*How to complete this task:*
From the first entry to the last, repeat them all exactly.

________________

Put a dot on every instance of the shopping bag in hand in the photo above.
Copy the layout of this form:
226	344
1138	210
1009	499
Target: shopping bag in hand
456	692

________________

*Answer space:*
Put a dot on every instance of the shopping bag in hand in the photo above.
Copy the layout of this form:
226	344
1138	210
1009	499
Target: shopping bag in hand
456	692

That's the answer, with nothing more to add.